WORK INSTRUCTION: The entries below must be reproduced exactly; their pictures are not part of the copy.

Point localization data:
* * *
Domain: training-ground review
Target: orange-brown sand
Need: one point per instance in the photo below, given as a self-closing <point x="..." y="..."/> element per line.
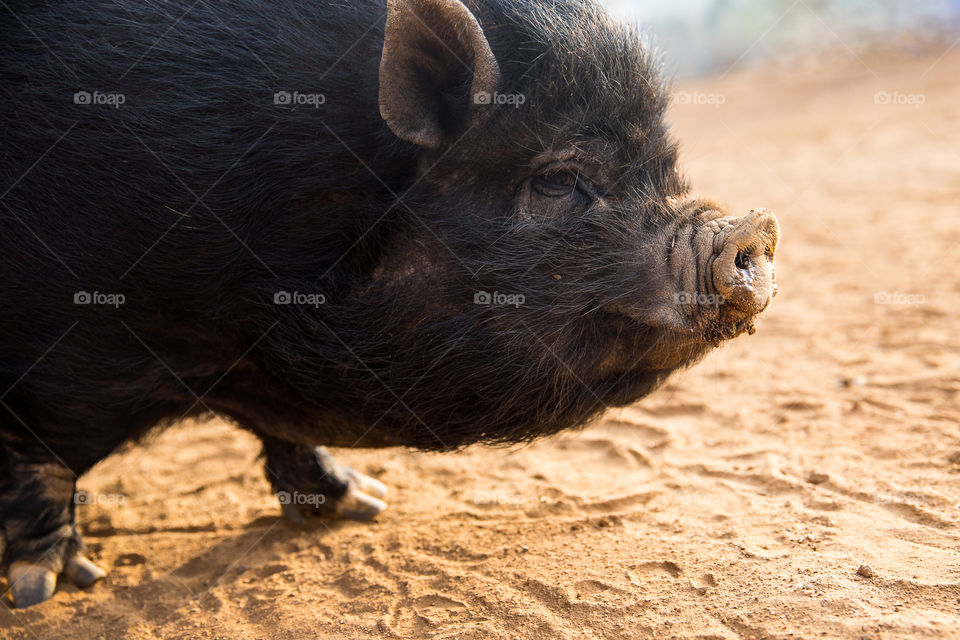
<point x="740" y="501"/>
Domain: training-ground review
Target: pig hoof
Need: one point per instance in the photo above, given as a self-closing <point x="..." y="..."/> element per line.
<point x="30" y="583"/>
<point x="365" y="483"/>
<point x="357" y="505"/>
<point x="82" y="571"/>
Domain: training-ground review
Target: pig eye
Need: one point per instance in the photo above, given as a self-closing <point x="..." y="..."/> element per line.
<point x="558" y="184"/>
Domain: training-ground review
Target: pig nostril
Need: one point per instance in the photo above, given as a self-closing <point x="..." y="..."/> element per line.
<point x="742" y="261"/>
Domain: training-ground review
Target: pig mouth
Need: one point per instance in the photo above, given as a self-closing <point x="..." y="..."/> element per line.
<point x="720" y="277"/>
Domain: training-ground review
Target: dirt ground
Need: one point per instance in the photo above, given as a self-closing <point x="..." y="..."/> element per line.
<point x="738" y="502"/>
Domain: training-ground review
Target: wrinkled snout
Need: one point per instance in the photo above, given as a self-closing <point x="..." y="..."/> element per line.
<point x="742" y="271"/>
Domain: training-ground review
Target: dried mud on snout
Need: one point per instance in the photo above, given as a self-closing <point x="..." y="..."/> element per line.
<point x="742" y="500"/>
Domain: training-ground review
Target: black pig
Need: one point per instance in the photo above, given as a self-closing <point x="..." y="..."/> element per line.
<point x="425" y="224"/>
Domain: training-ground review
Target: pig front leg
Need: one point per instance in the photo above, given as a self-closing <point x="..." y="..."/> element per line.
<point x="309" y="482"/>
<point x="38" y="533"/>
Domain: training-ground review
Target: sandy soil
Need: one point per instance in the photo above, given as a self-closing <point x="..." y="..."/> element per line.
<point x="738" y="502"/>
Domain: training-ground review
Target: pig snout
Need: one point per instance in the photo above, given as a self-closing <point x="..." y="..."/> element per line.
<point x="742" y="262"/>
<point x="720" y="271"/>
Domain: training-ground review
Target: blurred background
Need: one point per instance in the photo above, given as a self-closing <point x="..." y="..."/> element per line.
<point x="713" y="36"/>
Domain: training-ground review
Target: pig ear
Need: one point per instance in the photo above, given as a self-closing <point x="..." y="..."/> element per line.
<point x="435" y="60"/>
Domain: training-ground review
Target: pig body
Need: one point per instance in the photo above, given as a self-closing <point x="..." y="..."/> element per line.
<point x="425" y="224"/>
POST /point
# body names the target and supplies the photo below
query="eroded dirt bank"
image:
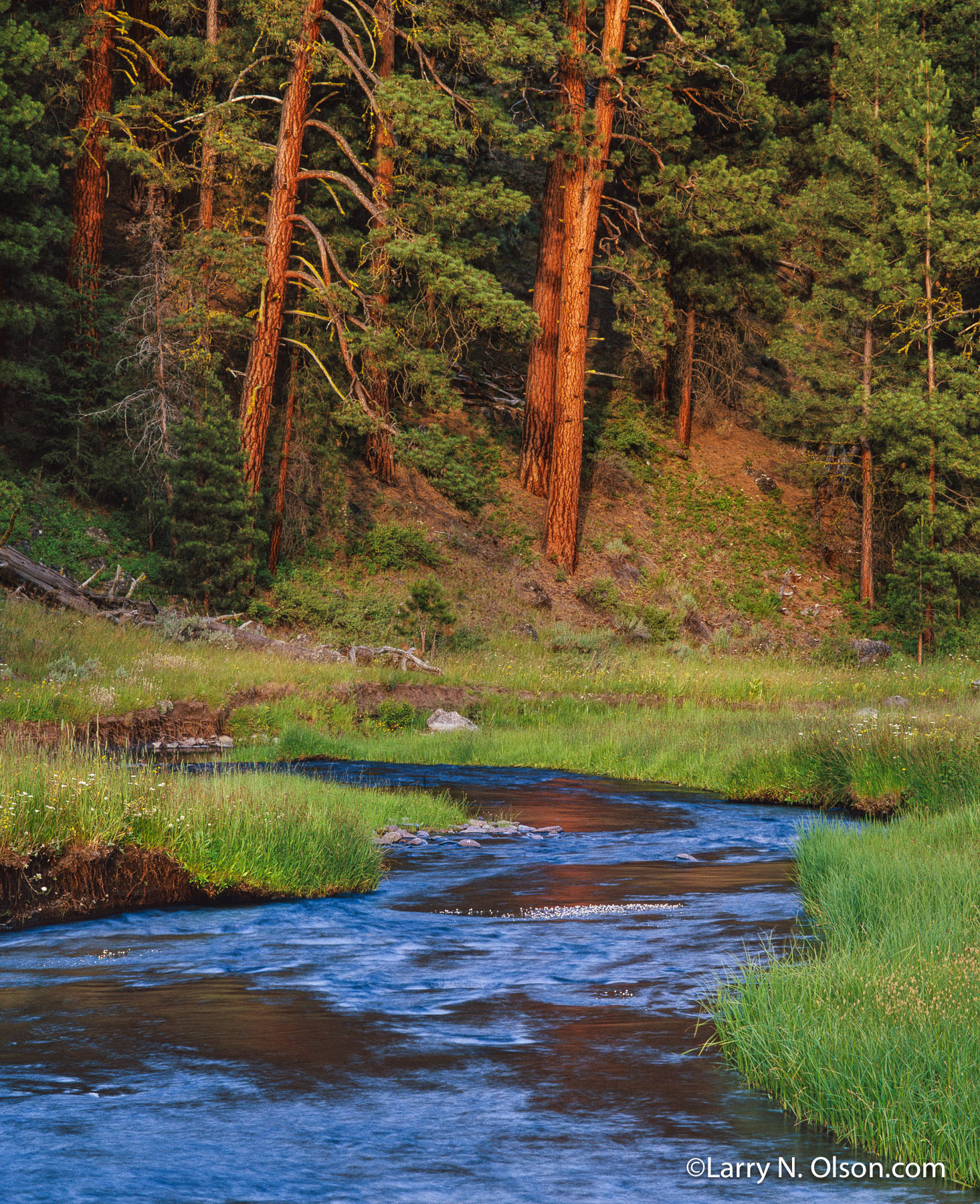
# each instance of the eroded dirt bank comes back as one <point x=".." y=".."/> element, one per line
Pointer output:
<point x="90" y="882"/>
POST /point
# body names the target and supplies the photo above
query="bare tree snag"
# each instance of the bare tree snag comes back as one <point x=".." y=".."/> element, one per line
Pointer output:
<point x="276" y="538"/>
<point x="381" y="452"/>
<point x="583" y="195"/>
<point x="686" y="379"/>
<point x="88" y="188"/>
<point x="260" y="370"/>
<point x="866" y="585"/>
<point x="540" y="391"/>
<point x="209" y="153"/>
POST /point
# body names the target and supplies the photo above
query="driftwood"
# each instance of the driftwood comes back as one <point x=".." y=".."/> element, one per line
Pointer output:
<point x="30" y="576"/>
<point x="27" y="576"/>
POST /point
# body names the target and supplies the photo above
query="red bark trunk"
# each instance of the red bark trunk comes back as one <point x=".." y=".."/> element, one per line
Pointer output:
<point x="540" y="391"/>
<point x="209" y="155"/>
<point x="260" y="370"/>
<point x="583" y="195"/>
<point x="88" y="189"/>
<point x="381" y="452"/>
<point x="866" y="589"/>
<point x="276" y="538"/>
<point x="686" y="381"/>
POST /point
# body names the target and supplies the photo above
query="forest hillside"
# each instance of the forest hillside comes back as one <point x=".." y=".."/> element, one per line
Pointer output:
<point x="381" y="319"/>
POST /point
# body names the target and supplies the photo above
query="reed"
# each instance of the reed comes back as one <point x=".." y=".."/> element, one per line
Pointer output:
<point x="873" y="1026"/>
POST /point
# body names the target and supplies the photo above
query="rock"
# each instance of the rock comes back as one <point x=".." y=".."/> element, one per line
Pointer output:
<point x="525" y="629"/>
<point x="450" y="722"/>
<point x="871" y="651"/>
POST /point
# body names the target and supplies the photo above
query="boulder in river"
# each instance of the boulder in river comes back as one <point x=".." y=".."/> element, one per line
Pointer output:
<point x="450" y="722"/>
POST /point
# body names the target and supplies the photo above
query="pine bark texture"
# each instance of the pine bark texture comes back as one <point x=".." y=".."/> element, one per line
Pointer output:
<point x="88" y="188"/>
<point x="276" y="538"/>
<point x="866" y="589"/>
<point x="686" y="381"/>
<point x="583" y="195"/>
<point x="540" y="391"/>
<point x="381" y="452"/>
<point x="260" y="370"/>
<point x="209" y="153"/>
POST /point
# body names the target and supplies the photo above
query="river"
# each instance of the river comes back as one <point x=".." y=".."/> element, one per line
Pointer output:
<point x="492" y="1026"/>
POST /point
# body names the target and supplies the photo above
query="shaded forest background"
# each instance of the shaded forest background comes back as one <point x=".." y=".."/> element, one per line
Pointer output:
<point x="250" y="247"/>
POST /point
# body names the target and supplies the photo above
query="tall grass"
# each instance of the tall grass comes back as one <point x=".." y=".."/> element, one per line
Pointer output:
<point x="280" y="833"/>
<point x="874" y="1029"/>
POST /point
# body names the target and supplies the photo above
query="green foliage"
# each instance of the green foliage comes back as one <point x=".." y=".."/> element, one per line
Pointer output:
<point x="212" y="528"/>
<point x="394" y="546"/>
<point x="755" y="601"/>
<point x="427" y="613"/>
<point x="601" y="594"/>
<point x="395" y="716"/>
<point x="463" y="469"/>
<point x="662" y="625"/>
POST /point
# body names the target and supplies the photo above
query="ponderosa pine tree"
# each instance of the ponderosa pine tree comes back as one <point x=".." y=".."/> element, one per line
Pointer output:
<point x="848" y="237"/>
<point x="933" y="427"/>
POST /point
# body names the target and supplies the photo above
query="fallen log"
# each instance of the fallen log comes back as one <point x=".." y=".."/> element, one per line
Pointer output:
<point x="33" y="577"/>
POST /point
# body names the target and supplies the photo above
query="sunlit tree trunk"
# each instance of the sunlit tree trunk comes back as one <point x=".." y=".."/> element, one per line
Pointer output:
<point x="88" y="188"/>
<point x="381" y="453"/>
<point x="260" y="370"/>
<point x="276" y="538"/>
<point x="583" y="195"/>
<point x="866" y="589"/>
<point x="686" y="381"/>
<point x="540" y="391"/>
<point x="209" y="153"/>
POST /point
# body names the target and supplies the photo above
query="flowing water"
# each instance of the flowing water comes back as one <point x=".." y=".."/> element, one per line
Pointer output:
<point x="492" y="1026"/>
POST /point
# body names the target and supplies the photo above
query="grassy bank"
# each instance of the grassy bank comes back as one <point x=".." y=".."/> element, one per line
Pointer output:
<point x="260" y="831"/>
<point x="874" y="1029"/>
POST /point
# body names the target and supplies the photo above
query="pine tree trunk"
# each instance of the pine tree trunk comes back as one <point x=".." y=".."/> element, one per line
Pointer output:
<point x="276" y="538"/>
<point x="686" y="379"/>
<point x="540" y="391"/>
<point x="88" y="188"/>
<point x="866" y="589"/>
<point x="583" y="195"/>
<point x="381" y="452"/>
<point x="209" y="155"/>
<point x="260" y="370"/>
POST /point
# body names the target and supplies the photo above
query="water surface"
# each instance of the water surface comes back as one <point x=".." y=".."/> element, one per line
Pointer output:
<point x="427" y="1043"/>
* * *
ANSWER:
Domain: training-ground review
Target: orange-brown sand
Need: one point per instance in the photo below, given as a self-closing <point x="..." y="..."/> element per line.
<point x="740" y="501"/>
Domain: training-ground review
Target: pig hoof
Need: one point per instance in the photo above, given as a self-closing <point x="..." y="..."/> element per line.
<point x="30" y="583"/>
<point x="365" y="483"/>
<point x="357" y="505"/>
<point x="82" y="571"/>
Domain: training-ground review
Target: pig eye
Need: one point per instance in the photo above, given as a self-closing <point x="..." y="..."/> element per line.
<point x="558" y="184"/>
Domain: training-ground review
Target: pig nostril
Need: one point per instance in the photo above, given as a self-closing <point x="..." y="..."/> element per line.
<point x="742" y="261"/>
Domain: training-ground review
Target: pig mouth
Need: one point per instance in the photo above, given as a self-closing <point x="..." y="..."/> element per line.
<point x="720" y="277"/>
Domain: training-ground review
Target: dirt ground
Need: one point per instance in the photo above, given as a self-closing <point x="..." y="..."/> element per line.
<point x="738" y="502"/>
Domain: training-ground review
Target: wrinkled snout
Need: one point per instance in the photo above, given as a self-closing <point x="..." y="..."/> element per line.
<point x="742" y="271"/>
Domain: training-ground review
Target: dried mud on snout
Need: one point per instance in the photo above, given as a self-closing <point x="..." y="..."/> element per line.
<point x="742" y="500"/>
Domain: training-ground review
Target: black pig
Need: one point per instance in the photo above, given as a self-closing <point x="..." y="..."/> element per line.
<point x="425" y="224"/>
Domain: training-ground review
Target: pig front leg
Need: one point per instance in the photo above, given as a self-closing <point x="..." y="..."/> element per line.
<point x="309" y="482"/>
<point x="38" y="533"/>
Domain: training-ground review
Target: sandy soil
Need: one point per instance in the photo above, given as a self-closing <point x="..." y="..."/> element per line.
<point x="738" y="502"/>
Domain: training-ground review
Target: pig snout
Need: one point per instance in the photo above, given as a self-closing <point x="..." y="..."/> element per line.
<point x="742" y="262"/>
<point x="720" y="271"/>
Domain: training-ground review
Target: blurred background
Need: one point per instance in the photo above, given as a self-closing <point x="..." y="..."/> element per line.
<point x="713" y="36"/>
Domain: training-ground review
Target: pig ear
Need: one point per instance in the photo above, given as a self-closing <point x="..." y="..."/> element per line.
<point x="435" y="60"/>
Domain: training-ground review
Target: pig body
Need: one point per instance in the photo above, given as a self-closing <point x="..." y="..."/> element per line.
<point x="425" y="224"/>
POST /point
# body names the target and supplies the photo below
query="eroded dirt bank"
image:
# each instance of the eroded dirt bank comes back as one <point x=".." y=".."/> element, one per line
Pointer output:
<point x="90" y="882"/>
POST /point
# body names the target and supplies the photo above
query="bare tree snag"
# each instance of the bare tree snag comes back as one <point x=".." y=".."/> element, one per line
Pointer output:
<point x="276" y="538"/>
<point x="381" y="452"/>
<point x="583" y="195"/>
<point x="686" y="379"/>
<point x="88" y="188"/>
<point x="260" y="370"/>
<point x="866" y="585"/>
<point x="540" y="391"/>
<point x="209" y="153"/>
POST /point
# body names the target and supplies the photo above
query="driftwood"
# each instance of the driftwood comes back as one <point x=".." y=".."/> element, one per line
Pointer output:
<point x="30" y="576"/>
<point x="27" y="576"/>
POST /point
# body names the target and supplies the photo above
query="red bark trunk"
# each instance of the red bark trunk comes back as one <point x=".." y=".."/> element, one per line
Pointer output:
<point x="540" y="391"/>
<point x="209" y="155"/>
<point x="260" y="370"/>
<point x="583" y="195"/>
<point x="88" y="189"/>
<point x="381" y="452"/>
<point x="866" y="589"/>
<point x="276" y="538"/>
<point x="686" y="381"/>
POST /point
# body names the target and supplies the photo above
query="forest hillside"
# each instance of the forest hillside comes back as one <point x=".." y=".."/> element, one per line
Pointer output:
<point x="381" y="319"/>
POST /point
# body names the target and supplies the photo above
query="reed"
# each instance of the reed comes back as one <point x=".." y=".."/> element, one per line
Pointer output:
<point x="873" y="1026"/>
POST /point
# body names the target and supplies the photo above
query="rock"
# each instance of the rock comes back as one <point x=".." y=".."/> element, one per line
Pointer output:
<point x="525" y="629"/>
<point x="450" y="722"/>
<point x="871" y="651"/>
POST /point
# body names the target and supplies the photo above
query="boulder in river"
# each instance of the boulder in river comes back as one <point x=".." y=".."/> element, one per line
Pointer output:
<point x="450" y="722"/>
POST /point
# body names the target and supplies the photo above
query="pine bark texture"
# each instance of the pine bark texture comes back as one <point x=".." y=".."/> element, one per line
Pointer output:
<point x="88" y="188"/>
<point x="276" y="538"/>
<point x="866" y="589"/>
<point x="686" y="381"/>
<point x="583" y="195"/>
<point x="540" y="391"/>
<point x="381" y="452"/>
<point x="260" y="370"/>
<point x="209" y="153"/>
POST /point
# body names the target and supplies the photo above
query="river"
# each instance of the river comes back as one <point x=".." y=".."/> element, one per line
Pointer output:
<point x="492" y="1026"/>
POST /point
# body names the target and supplies the photo above
query="shaded forest background"
# each instance of the shaded forest background comes back as one <point x=".." y=".."/> element, one per line
Pointer output:
<point x="250" y="247"/>
POST /point
# body names the target and supplies the photo above
query="tall grass"
# each instance of the tall grass comes back as one <point x=".." y=".."/> element, one per line
Pointer output:
<point x="280" y="833"/>
<point x="874" y="1029"/>
POST /point
# body names the target and supplies the photo above
query="green foliage"
# each instance of the green foliage comes back as one <point x=".." y=".."/> element, one per line
Pointer output:
<point x="212" y="528"/>
<point x="394" y="546"/>
<point x="755" y="601"/>
<point x="427" y="613"/>
<point x="601" y="594"/>
<point x="395" y="716"/>
<point x="463" y="469"/>
<point x="662" y="625"/>
POST /point
# body names the target and supplies the photo above
query="ponderosa pine tree"
# each instance of the ponderosa pine tree comes back as one <point x=".." y=".."/> element, one per line
Pointer output:
<point x="848" y="237"/>
<point x="933" y="427"/>
POST /point
# body names the target and supplies the photo above
query="fallen log"
# each instance of the fallen log comes back as one <point x=".." y=".."/> element, one per line
Pointer output:
<point x="33" y="577"/>
POST /point
# body names the target and supplies the photo above
query="sunlit tree trunk"
# each instance of the sunlit tree trunk comes back as one <point x=".." y=".."/> element, one per line
Pointer output:
<point x="88" y="188"/>
<point x="381" y="453"/>
<point x="260" y="370"/>
<point x="276" y="538"/>
<point x="583" y="195"/>
<point x="866" y="589"/>
<point x="686" y="381"/>
<point x="540" y="391"/>
<point x="209" y="153"/>
POST /point
# body names the target and supplies the photo above
query="flowing water"
# each instance of the flowing water comes back as one <point x=".." y=".."/> element, one per line
Pointer output:
<point x="492" y="1026"/>
POST /point
# body names the target and supplies the photo above
query="grassy bank"
# each instance of the grassy bank comes back as one <point x=".." y=".."/> element, one per line
Pointer output:
<point x="260" y="831"/>
<point x="874" y="1029"/>
POST /point
# body names the target and supplies the photo above
query="pine tree trunk"
# each instance of the pine tree trunk comes back as one <point x=".." y=".."/> element, one per line
Pointer output:
<point x="276" y="538"/>
<point x="686" y="379"/>
<point x="540" y="391"/>
<point x="88" y="188"/>
<point x="866" y="589"/>
<point x="583" y="195"/>
<point x="381" y="452"/>
<point x="209" y="155"/>
<point x="260" y="370"/>
POST /point
# body names the target and supplies the photo above
query="water surface"
# each instance of the water surface comes back as one <point x=".." y=".."/> element, one per line
Pointer output:
<point x="427" y="1043"/>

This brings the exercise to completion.